[[ Excerpt to read open ]]

Ontario reported 435 new COVID-19 cases on Saturday, with the province having processed 43,238 tests on Friday, a new record for a single day.
The majority of newly confirmed infections of the novel coronavirus are concentrated in three public health units, namely Toronto, Peel Region and Ottawa. These areas have 131, 110 and 45 additional cases, respectively, as of Saturday's provincial update.
Meanwhile, 64 per cent of Saturday's cases are among people under the age of 40, according to Ontario Health Minister Christine Elliott.
The Ontario health ministry reported that 100 people are in hospital with COVID-19. Twenty-eight people are in intensive care units, while 15 are on ventilators.
A total of 2,837 people have died of the virus in the province. No new deaths, however, were reported by the ministry on Saturday.
According to the ministry, Ontario has had a total of 49,340 cumulative cases, with 42,505 marked as resolved.
The new cases come one day after the provincial government announced it is shutting down strip clubs and imposing tighter restrictions on bar and restaurant hours in a bid to curb the spread of COVID-19.
Premier Doug Ford has said the latest restrictions will help reduce transmission in high-risk businesses.
Bars and restaurants are now required to close at midnight, except for takeout and delivery, and must stop serving alcohol by 11 p.m.
Crowd gathers to protest masks in downtown Toronto
A crowd gathered in downtown Toronto on Saturday to take part in a demonstration organized by a group called "Hugs Over Masks Nation."
The demonstration was billed as a "Freedom Rally." Participants walked south on Yonge Street to Yonge-Dundas Square, where many stood close together without masks.
Several held placards, including one that read: "Protect the Vulnerable, Free the Healthy!"
In a series of tweets, Toronto Mayor John Tory said the organizers of these protests are "trying to spread ridiculous and inaccurate information that, if believed, puts people's lives at risk."
Tory said that wearing a mask helps keep everyone safe and reiterates that he trusts the advice given by public health officials.
"I trust the people of Toronto will make the right choice between advice offered by our best medical experts as opposed to baseless propaganda put forward by an eccentric collection of protesters," Tory said.
Toronto police are on the scene to keep the peace, however, were wearing masks.
Some pharmacies now offering COVID-19 testing
Meanwhile, some Ontario pharmacies began offering COVID-19 tests on Friday as the provincial government tries to take pressure off of busy assessment centres.
That change come as the province shifts its testing strategy to focus more on symptomatic people.
According to the ministry, people can get tested by appointment only at up to 60 pharmacies if they have no symptoms and are workers or residents of high-risk settings, such as long-term care homes, homeless shelters and other congregate settings.
Visitors to long-term care homes can also get tested at pharmacies.
The ministry said testing at pharmacies is available as well to people identified as part of a targeted testing campaign as directed by the health ministry and long-term care ministry, or by local public health.

[[ Excerpt to read closed ]]
[[ Excerpted records open ]]

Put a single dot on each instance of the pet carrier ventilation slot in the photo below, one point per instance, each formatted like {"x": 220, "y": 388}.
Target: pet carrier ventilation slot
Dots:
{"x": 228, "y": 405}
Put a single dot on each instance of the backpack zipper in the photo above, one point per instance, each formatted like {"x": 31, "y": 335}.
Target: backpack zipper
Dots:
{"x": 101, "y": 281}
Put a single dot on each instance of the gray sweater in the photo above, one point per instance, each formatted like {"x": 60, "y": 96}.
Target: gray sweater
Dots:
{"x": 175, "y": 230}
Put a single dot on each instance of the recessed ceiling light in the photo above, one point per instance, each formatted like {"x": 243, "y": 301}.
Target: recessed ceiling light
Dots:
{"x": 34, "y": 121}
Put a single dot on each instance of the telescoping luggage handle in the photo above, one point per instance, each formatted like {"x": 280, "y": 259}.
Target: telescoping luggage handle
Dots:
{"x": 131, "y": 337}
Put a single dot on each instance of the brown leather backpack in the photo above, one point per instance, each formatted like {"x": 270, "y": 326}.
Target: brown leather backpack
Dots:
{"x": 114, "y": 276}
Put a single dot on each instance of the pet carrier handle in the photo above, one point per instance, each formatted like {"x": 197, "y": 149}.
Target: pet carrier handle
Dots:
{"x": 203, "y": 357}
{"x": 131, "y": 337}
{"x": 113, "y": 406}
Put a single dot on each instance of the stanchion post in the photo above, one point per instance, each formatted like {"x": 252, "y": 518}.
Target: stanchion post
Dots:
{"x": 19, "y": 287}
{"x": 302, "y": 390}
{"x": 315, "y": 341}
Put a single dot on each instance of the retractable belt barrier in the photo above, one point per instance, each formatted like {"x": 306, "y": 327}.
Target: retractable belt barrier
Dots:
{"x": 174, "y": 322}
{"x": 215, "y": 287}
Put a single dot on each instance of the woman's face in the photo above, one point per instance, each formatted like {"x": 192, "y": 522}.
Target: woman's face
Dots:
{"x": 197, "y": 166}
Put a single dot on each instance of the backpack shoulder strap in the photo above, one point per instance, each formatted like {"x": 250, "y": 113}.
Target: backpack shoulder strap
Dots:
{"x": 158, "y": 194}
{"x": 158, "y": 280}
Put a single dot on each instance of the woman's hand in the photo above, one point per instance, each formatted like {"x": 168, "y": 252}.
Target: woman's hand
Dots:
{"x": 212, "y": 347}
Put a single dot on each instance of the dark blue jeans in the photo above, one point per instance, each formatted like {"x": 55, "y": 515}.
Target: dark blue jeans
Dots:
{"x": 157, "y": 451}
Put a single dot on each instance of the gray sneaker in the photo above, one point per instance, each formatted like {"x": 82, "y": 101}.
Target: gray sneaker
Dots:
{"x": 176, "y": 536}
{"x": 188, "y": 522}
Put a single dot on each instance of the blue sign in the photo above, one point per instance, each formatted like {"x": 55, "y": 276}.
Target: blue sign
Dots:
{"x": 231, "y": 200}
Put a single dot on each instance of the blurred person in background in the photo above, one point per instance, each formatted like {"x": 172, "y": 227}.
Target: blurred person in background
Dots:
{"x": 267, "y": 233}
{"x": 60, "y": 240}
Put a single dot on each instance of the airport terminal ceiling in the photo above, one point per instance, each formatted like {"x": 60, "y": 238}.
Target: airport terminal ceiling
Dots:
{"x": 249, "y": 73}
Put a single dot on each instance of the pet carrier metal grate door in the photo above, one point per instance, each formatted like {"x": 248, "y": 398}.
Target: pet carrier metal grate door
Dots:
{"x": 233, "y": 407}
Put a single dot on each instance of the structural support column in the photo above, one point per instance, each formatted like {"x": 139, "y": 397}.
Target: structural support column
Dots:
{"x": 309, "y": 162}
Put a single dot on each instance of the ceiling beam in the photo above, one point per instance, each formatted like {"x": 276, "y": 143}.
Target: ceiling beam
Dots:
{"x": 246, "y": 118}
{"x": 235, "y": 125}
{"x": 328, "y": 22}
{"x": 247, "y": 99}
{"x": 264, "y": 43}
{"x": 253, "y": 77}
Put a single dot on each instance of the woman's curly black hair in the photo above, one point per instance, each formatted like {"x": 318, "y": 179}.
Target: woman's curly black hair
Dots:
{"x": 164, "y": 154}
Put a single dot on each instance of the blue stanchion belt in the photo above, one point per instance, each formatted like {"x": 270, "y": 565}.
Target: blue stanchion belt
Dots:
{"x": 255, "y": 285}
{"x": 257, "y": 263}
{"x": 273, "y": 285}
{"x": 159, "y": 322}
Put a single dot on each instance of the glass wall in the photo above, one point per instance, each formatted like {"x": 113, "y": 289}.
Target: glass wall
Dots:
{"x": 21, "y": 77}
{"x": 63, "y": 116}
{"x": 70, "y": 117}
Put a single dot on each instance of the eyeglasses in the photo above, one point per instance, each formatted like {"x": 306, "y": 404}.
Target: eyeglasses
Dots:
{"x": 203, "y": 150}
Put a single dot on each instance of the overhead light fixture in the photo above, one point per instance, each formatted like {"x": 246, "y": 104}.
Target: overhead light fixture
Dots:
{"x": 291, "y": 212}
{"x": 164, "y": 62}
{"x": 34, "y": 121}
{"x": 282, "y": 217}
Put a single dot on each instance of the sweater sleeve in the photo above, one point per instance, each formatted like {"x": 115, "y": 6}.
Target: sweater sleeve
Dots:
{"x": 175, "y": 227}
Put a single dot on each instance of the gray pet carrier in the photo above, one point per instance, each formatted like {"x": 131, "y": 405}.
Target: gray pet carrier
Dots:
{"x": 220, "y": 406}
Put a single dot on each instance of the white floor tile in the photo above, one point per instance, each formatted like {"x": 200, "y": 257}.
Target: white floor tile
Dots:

[[ Excerpted records closed ]]

Exercises to complete:
1. Quote the Ontario COVID-19 report word for word, starting with "Meanwhile, 64 per" and going on through "marked as resolved.".
2. In one to three sentences, explain why some pharmacies began offering COVID-19 tests, according to the Ontario COVID-19 report.
None of these records are used in the work.

Results in order:
1.
Meanwhile, 64 per cent of Saturday's cases are among people under the age of 40, according to Ontario Health Minister Christine Elliott.
The Ontario health ministry reported that 100 people are in hospital with COVID-19. Twenty-eight people are in intensive care units, while 15 are on ventilators.
A total of 2,837 people have died of the virus in the province. No new deaths, however, were reported by the ministry on Saturday.
According to the ministry, Ontario has had a total of 49,340 cumulative cases, with 42,505 marked as resolved.

2. Some Ontario pharmacies began offering COVID-19 tests on Friday because the provincial government was trying to take pressure off of busy assessment centres.